DATA ROWS
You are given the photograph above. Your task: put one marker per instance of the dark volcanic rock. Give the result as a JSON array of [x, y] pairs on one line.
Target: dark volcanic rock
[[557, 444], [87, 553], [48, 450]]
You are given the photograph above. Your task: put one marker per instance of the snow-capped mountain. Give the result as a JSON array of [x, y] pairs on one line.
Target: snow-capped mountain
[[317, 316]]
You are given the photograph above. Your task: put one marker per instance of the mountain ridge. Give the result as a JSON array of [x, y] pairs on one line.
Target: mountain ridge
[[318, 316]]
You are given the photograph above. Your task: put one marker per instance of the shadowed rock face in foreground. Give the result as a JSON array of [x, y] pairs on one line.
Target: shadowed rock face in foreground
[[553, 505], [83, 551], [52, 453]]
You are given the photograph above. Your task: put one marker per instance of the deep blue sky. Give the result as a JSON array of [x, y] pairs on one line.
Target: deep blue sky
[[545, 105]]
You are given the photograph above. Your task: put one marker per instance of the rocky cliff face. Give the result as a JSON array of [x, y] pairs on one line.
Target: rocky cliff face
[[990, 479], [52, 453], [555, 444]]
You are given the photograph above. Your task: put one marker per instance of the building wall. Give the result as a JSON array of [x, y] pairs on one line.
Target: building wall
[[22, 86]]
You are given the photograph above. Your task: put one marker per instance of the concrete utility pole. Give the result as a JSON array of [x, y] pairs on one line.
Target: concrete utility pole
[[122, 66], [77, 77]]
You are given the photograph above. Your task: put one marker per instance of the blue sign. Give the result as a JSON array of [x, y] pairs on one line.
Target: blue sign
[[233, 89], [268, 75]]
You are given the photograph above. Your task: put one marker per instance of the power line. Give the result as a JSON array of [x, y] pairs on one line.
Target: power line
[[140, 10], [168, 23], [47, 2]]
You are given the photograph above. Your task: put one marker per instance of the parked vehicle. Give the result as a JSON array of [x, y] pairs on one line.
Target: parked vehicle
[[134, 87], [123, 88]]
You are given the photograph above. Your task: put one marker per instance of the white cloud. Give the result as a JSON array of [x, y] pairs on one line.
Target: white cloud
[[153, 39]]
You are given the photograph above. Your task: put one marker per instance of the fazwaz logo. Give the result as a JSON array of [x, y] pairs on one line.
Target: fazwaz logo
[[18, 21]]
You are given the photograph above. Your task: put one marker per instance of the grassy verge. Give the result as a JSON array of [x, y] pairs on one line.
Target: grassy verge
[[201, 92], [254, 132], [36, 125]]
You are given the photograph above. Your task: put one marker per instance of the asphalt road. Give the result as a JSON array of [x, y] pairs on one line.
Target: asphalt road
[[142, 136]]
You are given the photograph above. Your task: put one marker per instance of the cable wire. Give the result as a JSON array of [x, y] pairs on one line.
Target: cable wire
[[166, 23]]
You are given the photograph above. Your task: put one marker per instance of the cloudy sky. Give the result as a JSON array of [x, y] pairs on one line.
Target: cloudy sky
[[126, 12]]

TASK TO COMPLETE
Reproduce all of the material above line for line, changing no character.

RESULT OF THIS TASK
You are given the photograph above. Your task: put one marker per instance of the dark volcanic rock. Give the result as a JSON array of [x, y] pairs on one line.
Target: dark volcanic rock
[[557, 444], [87, 553], [48, 450]]
You are given the photograph above. Your task: put one marker per instance of the snow-capped mountain. Give the result as a JSON array of [x, y] pairs on one line.
Target: snow-capped mountain
[[317, 316]]
You are given the photograph above. Your task: put one marker per instance of the mountain ridge. Give the result as a JSON array of [x, y] pairs on one line.
Target: mountain ridge
[[318, 316]]
You are given the photograph above. Your task: put one marker per instance of the shadowed rock face in foreground. Give the result as a JSON array of [x, y] pairs on one line.
Target: shadowed rock face in foreground
[[553, 505], [83, 551], [52, 453]]
You are given the photograph above. Your task: put one marker per instance of the deep blue sky. Give the result as a JSON array of [x, y] pairs on one line.
Target: deep blue sky
[[545, 105]]
You are given the photograph above. Your task: put one marker per instance of the rocky cliff face. Give the result as a JSON array of [x, y] pairs on one line.
Target: rocky cliff face
[[990, 479], [52, 453], [555, 444]]
You are given the photograph above. Your task: put one marker per instance of the building wall. Give the result as a JSON array of [x, y] pairs on one line.
Target: building wall
[[22, 86]]
You are given the photograph above. Your task: put one marker per instance of the concrete utility pole. Give the result as a JSON array of [x, y] pairs on one line.
Target: concrete utility pole
[[122, 66], [77, 77]]
You are given the photograph above. Your task: put one marker per instance of the blue sign. Give the result as a JSON array of [x, y] pairs on one line.
Target: blue sign
[[233, 89], [268, 75]]
You are given the photograph above. Your task: put one marker per instance of the power line. Give the result as a JSON array of [x, y] pairs on one line.
Target: power line
[[140, 10], [168, 23], [47, 2]]
You are given the photograph above. Your task: put one marker per instance of the parked vehicle. Give the result as a JSON array of [x, y] pairs on one line.
Target: parked vehicle
[[134, 87], [123, 88]]
You are given the photograph above. Your task: put one marker per instance of the white cloud. Give the result as a JSON array of [x, y] pairs on one line.
Target: white cloud
[[153, 39]]
You are given the photograph above. Your task: put one marker per instance of the fazwaz logo. Give the result as a JSON array of [x, y] pairs on one line.
Target: fazwaz logo
[[18, 21]]
You are given the photograph above. Your task: put one marker per instance of the grassy verge. Give the result as a JSON array of [x, y] pairs on one line.
Target: grassy verge
[[201, 92], [254, 132], [36, 125]]
You are given the photograph above. Your task: put one marker per instance of the asphalt road. Give the result as a JSON array of [x, y] pairs on one line.
Target: asphalt road
[[142, 136]]
You are given the photograph above. Your task: put one marker per instance of the cable wire. Give the result as a JSON array of [x, y] pairs on one line.
Target: cable wire
[[166, 23]]
You are given the photograph above. Your task: put one marker per instance of the cloudy sky. Give the result as a JSON array of [x, y] pairs on one line.
Target: cloudy sky
[[126, 12]]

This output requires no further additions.